• TASK TO COMPLETE: Render each line of the listing below as a Markdown table with the columns "Row" and "Line," numbering the rows and skipping blank lines. Leave the pictures out of the table.

• Extracted data entries:
━━━━━━━━━━━━━━━━━━━━━━━━━━━━━━

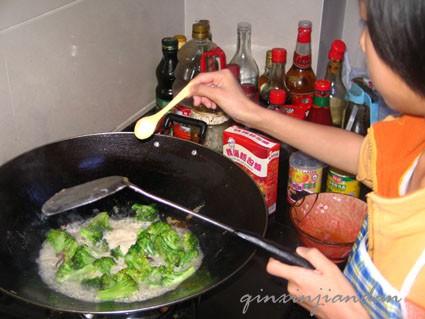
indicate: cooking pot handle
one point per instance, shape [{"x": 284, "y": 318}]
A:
[
  {"x": 279, "y": 252},
  {"x": 171, "y": 117}
]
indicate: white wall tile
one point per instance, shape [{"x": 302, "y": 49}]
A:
[{"x": 83, "y": 68}]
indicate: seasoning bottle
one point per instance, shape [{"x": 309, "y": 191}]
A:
[
  {"x": 277, "y": 100},
  {"x": 189, "y": 57},
  {"x": 305, "y": 176},
  {"x": 181, "y": 39},
  {"x": 320, "y": 112},
  {"x": 277, "y": 75},
  {"x": 333, "y": 75},
  {"x": 243, "y": 56},
  {"x": 300, "y": 77},
  {"x": 264, "y": 78},
  {"x": 165, "y": 72}
]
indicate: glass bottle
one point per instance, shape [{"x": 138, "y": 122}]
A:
[
  {"x": 277, "y": 100},
  {"x": 300, "y": 77},
  {"x": 264, "y": 78},
  {"x": 320, "y": 112},
  {"x": 333, "y": 75},
  {"x": 243, "y": 56},
  {"x": 165, "y": 72},
  {"x": 277, "y": 75},
  {"x": 189, "y": 57},
  {"x": 181, "y": 40}
]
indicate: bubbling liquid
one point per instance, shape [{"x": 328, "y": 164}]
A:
[{"x": 124, "y": 233}]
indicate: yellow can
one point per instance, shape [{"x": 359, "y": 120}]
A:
[{"x": 339, "y": 181}]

━━━━━━━━━━━━━━━━━━━━━━━━━━━━━━

• TASK RESULT:
| Row | Line |
|---|---|
| 1 | indicate: cooking pot handle |
| 2 | one point per instance, shape [{"x": 284, "y": 318}] |
| 3 | A: |
| 4 | [ |
| 5 |   {"x": 279, "y": 252}, |
| 6 |   {"x": 171, "y": 117} |
| 7 | ] |
| 8 | indicate: white wall tile |
| 9 | one point per instance, shape [{"x": 302, "y": 49}] |
| 10 | A: |
| 11 | [{"x": 83, "y": 68}] |
| 12 | indicate: seasoning bottle |
| 13 | one point per instance, shape [{"x": 309, "y": 191}] |
| 14 | A: |
| 15 | [ |
| 16 |   {"x": 277, "y": 100}, |
| 17 |   {"x": 189, "y": 57}, |
| 18 |   {"x": 305, "y": 176}, |
| 19 |   {"x": 181, "y": 39}, |
| 20 |   {"x": 320, "y": 112}, |
| 21 |   {"x": 277, "y": 75}, |
| 22 |   {"x": 333, "y": 75}, |
| 23 |   {"x": 243, "y": 56}, |
| 24 |   {"x": 300, "y": 77}, |
| 25 |   {"x": 264, "y": 78}, |
| 26 |   {"x": 165, "y": 72} |
| 27 | ] |
| 28 | indicate: glass bottle |
| 29 | one point per instance, shape [{"x": 138, "y": 122}] |
| 30 | A: |
| 31 | [ |
| 32 |   {"x": 277, "y": 100}, |
| 33 |   {"x": 300, "y": 77}, |
| 34 |   {"x": 264, "y": 78}, |
| 35 |   {"x": 320, "y": 112}, |
| 36 |   {"x": 333, "y": 75}, |
| 37 |   {"x": 243, "y": 56}, |
| 38 |   {"x": 165, "y": 72}, |
| 39 |   {"x": 277, "y": 75}, |
| 40 |   {"x": 189, "y": 57}, |
| 41 |   {"x": 181, "y": 40} |
| 42 | ] |
| 43 | indicate: bubbling liquid |
| 44 | one point per instance, shape [{"x": 328, "y": 164}] |
| 45 | A: |
| 46 | [{"x": 124, "y": 233}] |
| 47 | indicate: yellow can |
| 48 | one point per instance, shape [{"x": 359, "y": 120}] |
| 49 | A: |
| 50 | [{"x": 339, "y": 181}] |